In the data below, find every line with the word "officer" and copy it out.

[Extracted data — start]

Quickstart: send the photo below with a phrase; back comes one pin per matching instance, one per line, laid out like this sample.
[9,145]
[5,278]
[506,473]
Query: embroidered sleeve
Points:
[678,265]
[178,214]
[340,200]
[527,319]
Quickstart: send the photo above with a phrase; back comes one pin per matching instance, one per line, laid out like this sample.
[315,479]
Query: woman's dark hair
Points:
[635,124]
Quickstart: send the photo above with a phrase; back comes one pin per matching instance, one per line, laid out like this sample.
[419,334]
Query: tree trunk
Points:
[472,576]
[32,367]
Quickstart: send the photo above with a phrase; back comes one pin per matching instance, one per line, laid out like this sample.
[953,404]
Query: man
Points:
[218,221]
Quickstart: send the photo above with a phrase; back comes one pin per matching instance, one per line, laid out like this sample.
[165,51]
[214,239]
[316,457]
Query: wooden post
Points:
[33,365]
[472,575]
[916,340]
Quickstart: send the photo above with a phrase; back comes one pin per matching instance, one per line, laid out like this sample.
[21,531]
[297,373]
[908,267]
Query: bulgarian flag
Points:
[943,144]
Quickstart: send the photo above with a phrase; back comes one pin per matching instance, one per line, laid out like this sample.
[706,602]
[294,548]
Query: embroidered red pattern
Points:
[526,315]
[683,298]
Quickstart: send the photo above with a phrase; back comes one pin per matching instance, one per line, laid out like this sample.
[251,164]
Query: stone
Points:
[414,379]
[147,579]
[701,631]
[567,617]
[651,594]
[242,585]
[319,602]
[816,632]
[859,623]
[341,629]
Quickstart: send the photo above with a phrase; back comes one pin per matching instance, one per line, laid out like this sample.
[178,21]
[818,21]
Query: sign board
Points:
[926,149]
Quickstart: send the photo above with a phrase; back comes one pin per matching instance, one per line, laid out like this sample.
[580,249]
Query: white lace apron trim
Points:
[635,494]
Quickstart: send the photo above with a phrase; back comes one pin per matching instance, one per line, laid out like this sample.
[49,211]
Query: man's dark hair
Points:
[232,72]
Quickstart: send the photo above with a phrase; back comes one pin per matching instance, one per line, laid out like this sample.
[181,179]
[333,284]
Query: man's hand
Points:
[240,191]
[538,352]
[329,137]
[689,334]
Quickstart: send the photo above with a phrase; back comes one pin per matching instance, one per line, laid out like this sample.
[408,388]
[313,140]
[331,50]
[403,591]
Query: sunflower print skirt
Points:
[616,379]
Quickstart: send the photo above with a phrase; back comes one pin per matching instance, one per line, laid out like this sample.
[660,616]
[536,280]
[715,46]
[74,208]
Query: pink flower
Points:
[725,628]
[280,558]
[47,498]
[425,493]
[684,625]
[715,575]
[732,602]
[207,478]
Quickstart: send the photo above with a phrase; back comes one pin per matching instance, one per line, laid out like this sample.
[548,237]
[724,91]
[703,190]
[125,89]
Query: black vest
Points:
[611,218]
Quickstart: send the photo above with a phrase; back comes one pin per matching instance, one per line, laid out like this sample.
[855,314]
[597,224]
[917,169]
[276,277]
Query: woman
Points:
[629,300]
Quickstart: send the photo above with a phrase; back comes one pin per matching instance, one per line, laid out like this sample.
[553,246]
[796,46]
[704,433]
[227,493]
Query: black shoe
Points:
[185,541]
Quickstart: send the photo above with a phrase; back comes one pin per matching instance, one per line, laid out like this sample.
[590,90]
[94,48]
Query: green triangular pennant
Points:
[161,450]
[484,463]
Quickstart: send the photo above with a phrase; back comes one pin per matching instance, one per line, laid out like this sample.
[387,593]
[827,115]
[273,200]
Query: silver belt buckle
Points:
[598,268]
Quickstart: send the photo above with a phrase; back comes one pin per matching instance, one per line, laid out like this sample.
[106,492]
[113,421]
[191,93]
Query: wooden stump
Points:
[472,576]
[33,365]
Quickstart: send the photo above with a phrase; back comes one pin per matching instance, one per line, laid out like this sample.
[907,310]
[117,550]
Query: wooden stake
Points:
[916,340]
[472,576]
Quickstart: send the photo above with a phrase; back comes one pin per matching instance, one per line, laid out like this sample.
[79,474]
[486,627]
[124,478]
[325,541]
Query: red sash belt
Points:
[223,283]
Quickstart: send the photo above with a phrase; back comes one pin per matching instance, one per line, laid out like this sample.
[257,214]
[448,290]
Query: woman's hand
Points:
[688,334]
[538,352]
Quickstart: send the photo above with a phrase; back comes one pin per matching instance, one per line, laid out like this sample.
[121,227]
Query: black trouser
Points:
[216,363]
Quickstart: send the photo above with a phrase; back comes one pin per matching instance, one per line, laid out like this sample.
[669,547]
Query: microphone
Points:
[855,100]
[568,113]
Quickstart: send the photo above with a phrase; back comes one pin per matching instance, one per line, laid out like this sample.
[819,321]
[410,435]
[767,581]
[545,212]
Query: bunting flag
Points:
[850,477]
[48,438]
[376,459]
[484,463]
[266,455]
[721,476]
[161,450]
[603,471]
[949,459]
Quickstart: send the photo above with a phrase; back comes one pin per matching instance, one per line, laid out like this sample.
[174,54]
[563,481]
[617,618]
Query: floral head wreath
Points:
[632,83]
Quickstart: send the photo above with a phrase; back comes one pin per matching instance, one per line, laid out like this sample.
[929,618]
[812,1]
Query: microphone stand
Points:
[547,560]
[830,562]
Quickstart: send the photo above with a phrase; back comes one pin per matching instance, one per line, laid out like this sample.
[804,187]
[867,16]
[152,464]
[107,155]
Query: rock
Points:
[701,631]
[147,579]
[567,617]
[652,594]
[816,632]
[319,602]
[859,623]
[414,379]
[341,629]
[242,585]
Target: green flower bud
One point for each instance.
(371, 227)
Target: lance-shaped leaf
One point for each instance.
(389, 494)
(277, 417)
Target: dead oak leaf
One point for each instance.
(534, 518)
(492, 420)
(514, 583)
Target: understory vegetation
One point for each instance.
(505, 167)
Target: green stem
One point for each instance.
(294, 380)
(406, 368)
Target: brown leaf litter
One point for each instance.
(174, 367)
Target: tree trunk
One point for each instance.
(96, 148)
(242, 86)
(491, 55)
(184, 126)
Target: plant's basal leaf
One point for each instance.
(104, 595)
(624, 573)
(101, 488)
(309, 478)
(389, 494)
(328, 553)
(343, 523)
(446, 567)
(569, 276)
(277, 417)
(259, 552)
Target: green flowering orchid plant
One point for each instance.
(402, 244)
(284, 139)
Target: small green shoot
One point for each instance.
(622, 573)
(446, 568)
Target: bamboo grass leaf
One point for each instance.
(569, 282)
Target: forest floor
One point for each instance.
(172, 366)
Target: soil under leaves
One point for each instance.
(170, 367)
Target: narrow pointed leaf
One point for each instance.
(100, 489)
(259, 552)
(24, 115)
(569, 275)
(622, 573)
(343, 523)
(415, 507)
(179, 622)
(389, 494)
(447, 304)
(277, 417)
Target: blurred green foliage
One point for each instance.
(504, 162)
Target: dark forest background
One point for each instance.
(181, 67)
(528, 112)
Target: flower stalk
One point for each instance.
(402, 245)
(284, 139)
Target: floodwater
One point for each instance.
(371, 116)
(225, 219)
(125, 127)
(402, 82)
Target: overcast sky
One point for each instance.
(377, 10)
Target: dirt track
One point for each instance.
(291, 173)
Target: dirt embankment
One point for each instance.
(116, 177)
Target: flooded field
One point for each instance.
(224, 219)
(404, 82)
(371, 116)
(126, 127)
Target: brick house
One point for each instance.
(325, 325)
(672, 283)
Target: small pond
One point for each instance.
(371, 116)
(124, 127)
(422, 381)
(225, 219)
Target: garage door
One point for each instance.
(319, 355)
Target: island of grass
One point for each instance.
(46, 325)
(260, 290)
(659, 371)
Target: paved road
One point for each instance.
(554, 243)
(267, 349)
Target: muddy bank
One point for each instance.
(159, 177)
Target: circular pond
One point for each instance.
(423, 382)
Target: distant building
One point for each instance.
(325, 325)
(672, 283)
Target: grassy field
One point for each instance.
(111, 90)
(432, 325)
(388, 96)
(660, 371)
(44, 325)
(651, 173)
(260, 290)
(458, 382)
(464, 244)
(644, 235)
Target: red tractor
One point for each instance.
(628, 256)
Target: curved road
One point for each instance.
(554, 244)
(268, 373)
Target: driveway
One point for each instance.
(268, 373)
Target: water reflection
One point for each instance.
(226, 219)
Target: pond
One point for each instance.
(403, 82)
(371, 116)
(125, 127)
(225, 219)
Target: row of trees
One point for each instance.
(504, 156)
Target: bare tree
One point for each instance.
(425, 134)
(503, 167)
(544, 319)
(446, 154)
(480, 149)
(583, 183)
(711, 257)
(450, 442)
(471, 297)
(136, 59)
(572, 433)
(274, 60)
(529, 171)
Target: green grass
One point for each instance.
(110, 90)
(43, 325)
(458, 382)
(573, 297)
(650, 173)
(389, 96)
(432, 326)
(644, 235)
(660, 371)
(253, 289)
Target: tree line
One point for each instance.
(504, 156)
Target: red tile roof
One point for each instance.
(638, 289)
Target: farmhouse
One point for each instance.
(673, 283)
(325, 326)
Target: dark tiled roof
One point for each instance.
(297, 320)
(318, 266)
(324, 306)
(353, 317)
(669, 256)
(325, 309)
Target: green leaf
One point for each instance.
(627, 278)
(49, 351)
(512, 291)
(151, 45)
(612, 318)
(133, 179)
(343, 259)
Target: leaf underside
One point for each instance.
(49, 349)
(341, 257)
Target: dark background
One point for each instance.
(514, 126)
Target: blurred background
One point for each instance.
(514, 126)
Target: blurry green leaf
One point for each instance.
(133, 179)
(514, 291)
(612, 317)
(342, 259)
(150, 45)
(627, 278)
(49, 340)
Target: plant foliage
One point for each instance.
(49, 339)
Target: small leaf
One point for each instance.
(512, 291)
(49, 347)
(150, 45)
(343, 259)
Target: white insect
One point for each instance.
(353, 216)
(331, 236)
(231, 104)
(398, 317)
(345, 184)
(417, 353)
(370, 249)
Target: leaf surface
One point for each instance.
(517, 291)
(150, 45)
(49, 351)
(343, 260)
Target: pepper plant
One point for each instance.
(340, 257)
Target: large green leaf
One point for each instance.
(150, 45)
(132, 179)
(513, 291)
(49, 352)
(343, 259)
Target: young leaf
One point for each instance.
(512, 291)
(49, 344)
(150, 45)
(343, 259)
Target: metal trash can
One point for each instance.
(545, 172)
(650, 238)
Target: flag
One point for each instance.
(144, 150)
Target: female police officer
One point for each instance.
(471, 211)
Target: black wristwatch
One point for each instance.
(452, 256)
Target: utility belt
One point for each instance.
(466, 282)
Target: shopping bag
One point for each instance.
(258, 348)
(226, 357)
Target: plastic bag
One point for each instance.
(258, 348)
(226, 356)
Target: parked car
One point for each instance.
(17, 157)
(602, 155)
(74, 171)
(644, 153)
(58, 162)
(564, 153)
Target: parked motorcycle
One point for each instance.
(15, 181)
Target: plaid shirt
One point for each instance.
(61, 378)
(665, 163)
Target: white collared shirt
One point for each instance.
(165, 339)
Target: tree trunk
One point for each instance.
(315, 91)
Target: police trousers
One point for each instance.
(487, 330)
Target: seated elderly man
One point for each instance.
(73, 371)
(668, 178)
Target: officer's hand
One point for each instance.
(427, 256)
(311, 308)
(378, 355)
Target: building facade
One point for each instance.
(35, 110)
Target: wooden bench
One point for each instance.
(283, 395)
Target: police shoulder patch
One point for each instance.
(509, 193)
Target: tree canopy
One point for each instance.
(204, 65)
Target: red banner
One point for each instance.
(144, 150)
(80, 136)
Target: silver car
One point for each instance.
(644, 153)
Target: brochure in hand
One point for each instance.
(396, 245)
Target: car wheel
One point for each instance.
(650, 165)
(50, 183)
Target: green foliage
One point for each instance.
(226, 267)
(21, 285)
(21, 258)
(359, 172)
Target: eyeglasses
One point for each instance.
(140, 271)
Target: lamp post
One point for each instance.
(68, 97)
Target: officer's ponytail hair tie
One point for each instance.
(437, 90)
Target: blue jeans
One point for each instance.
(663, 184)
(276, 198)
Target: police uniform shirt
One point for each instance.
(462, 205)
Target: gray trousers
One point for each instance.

[Extracted data — finish]

Answer section:
Target: female police officer
Target: officer's hand
Target: officer's ponytail hair tie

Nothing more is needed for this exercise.